• **Task objective**:
Line by line, give the data again exactly as it appears, but without pictures.
*** Given records ***
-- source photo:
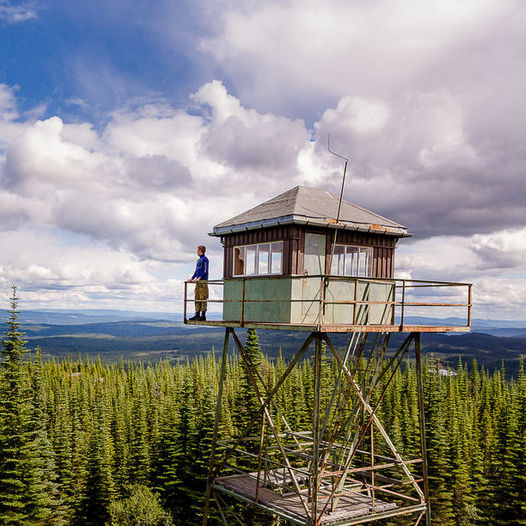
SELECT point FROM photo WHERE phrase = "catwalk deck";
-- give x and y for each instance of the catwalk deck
(352, 508)
(329, 328)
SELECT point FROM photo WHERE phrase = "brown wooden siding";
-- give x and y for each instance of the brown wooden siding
(293, 237)
(290, 235)
(383, 249)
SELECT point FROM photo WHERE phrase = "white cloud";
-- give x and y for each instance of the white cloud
(105, 211)
(12, 13)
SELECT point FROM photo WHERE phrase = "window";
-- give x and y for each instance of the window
(261, 259)
(352, 261)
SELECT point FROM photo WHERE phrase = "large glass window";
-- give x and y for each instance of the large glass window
(260, 259)
(352, 261)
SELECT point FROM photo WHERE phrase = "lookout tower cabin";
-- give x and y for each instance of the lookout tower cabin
(290, 264)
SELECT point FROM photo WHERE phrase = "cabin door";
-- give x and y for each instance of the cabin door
(314, 265)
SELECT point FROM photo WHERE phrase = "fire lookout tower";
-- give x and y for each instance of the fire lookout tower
(289, 265)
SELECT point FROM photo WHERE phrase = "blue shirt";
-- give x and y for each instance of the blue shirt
(201, 269)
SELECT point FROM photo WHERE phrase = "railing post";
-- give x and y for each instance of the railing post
(469, 305)
(403, 306)
(320, 310)
(243, 284)
(355, 300)
(185, 300)
(422, 424)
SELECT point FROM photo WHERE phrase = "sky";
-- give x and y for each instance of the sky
(129, 129)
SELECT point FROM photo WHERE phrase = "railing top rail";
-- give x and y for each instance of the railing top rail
(406, 281)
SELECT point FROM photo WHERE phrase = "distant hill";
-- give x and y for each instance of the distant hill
(150, 336)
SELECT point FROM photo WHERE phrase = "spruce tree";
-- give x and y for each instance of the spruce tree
(42, 501)
(14, 407)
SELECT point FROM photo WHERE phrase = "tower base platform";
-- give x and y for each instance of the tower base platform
(353, 508)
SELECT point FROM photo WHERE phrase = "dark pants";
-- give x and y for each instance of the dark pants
(201, 295)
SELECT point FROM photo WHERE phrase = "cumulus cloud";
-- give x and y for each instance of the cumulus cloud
(424, 97)
(154, 180)
(14, 13)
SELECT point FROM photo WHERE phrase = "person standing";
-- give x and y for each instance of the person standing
(200, 279)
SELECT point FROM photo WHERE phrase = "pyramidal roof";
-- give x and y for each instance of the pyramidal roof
(310, 206)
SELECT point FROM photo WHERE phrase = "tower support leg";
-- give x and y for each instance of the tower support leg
(314, 478)
(210, 480)
(421, 415)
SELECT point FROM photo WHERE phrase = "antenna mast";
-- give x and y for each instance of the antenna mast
(341, 197)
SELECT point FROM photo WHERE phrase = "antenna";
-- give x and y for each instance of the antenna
(344, 174)
(340, 200)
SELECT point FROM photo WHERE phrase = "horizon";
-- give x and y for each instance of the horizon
(127, 130)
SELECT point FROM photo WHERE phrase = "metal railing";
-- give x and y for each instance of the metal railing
(406, 293)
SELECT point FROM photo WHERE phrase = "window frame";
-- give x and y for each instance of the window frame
(360, 249)
(256, 260)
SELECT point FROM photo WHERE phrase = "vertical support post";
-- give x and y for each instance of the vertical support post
(421, 416)
(403, 306)
(260, 454)
(393, 304)
(185, 300)
(372, 465)
(216, 426)
(355, 306)
(243, 286)
(469, 305)
(316, 430)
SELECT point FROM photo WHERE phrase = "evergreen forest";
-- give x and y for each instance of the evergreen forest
(89, 443)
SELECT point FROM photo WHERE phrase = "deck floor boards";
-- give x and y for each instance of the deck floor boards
(349, 507)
*** End of Given records ***
• **Response to this exercise**:
-- source photo:
SELECT point FROM photo WHERE phrase = "catwalk deck";
-- give x and y for each instance of the catwalk deck
(352, 508)
(329, 328)
SELECT point FROM photo WHERE phrase = "brown wooden siding";
-- give x and y for each instance of the brown wooden siding
(293, 237)
(290, 235)
(383, 249)
SELECT point FROM photo WHERE phrase = "white cloud";
-- give x and y for each instance of the white cloud
(105, 211)
(12, 13)
SELECT point FROM photo WHERE phrase = "window";
-- give x and y for each instance of the window
(261, 259)
(352, 261)
SELECT point FROM photo WHERE phrase = "large glass window";
-- give x and y for each instance of the large glass window
(260, 259)
(352, 261)
SELECT point FROM photo WHERE phrase = "lookout tower cabin";
-- give x and y for each instance of the lookout tower cabin
(290, 264)
SELECT point FROM photo WHERE phrase = "cabin door";
-- give x and y for each instance of the cabin door
(314, 265)
SELECT point FROM photo WHERE phrase = "fire lookout tower";
-- give x and y for each instance of the fire lookout tower
(289, 265)
SELECT point FROM photo WHERE phrase = "blue shirt";
-- give x and y for each instance of the blue shirt
(201, 269)
SELECT point FROM photo WHERE phrase = "railing post";
-- give x and y for each instance of the railing post
(469, 305)
(403, 306)
(320, 310)
(243, 284)
(355, 300)
(185, 300)
(422, 424)
SELECT point FROM photo WHERE phrase = "sky";
-- give x and y for each instance of the sky
(129, 129)
SELECT point FROM photo WHERE phrase = "railing top rail";
-- give x and y for each instance of the railing top rail
(406, 281)
SELECT point FROM photo WHERE phrase = "distant hill";
-- give x and y for each instance of the distant hill
(150, 336)
SELECT point FROM photo WHERE phrase = "spruce tree";
-- give x and y for each instance of the spruce tree
(42, 501)
(14, 407)
SELECT point FROM photo WHERE phrase = "tower base platform";
-- give x and y for each instance of the tower base platform
(353, 508)
SELECT point FROM photo WHERE phrase = "dark pants";
-- give x and y for each instance of the dark pants
(201, 295)
SELECT point FROM photo WHERE phrase = "cumulus cloud";
-- give x and y for each instance of the cumulus cloud
(424, 97)
(154, 180)
(14, 13)
SELECT point FROM photo WHERE phrase = "person standing";
-- give x and y for each instance of the person standing
(200, 279)
SELECT point FROM photo WHERE phrase = "pyramidal roof";
-- give x and y for each instance of the pyramidal roof
(310, 206)
SELECT point FROM photo WHERE phrase = "tower support leg";
-- give x and y for each instance of the tower support leg
(314, 478)
(210, 480)
(421, 415)
SELECT point FROM photo WHERE phrase = "antenna mast";
-- give x and y for each instance of the antenna mast
(341, 197)
SELECT point FROM photo WHERE phrase = "antenna";
-- give x and y for each instance of the antenna
(344, 174)
(340, 200)
SELECT point FROM photo WHERE phrase = "horizon";
-- give x and y for each instance of the horizon
(127, 130)
SELECT point FROM photo WHERE phrase = "metal railing";
-- give x and y for each instance of the metal railing
(406, 293)
SELECT point FROM photo WHERE phrase = "window frame";
-- give x and y for each instance of the window frame
(360, 249)
(256, 260)
SELECT point FROM photo WHERE phrase = "vertical support post";
-- give x and y for each instance of the vertical support post
(421, 416)
(403, 306)
(260, 454)
(393, 304)
(185, 300)
(372, 465)
(216, 426)
(355, 306)
(243, 286)
(469, 305)
(316, 430)
SELECT point FROM photo WHERE phrase = "evergreen forest";
-- give x and y for each instance of the evergreen forest
(89, 443)
SELECT point FROM photo WHERE phrase = "deck floor boards";
-- give x and y for each instance of the deck floor boards
(349, 507)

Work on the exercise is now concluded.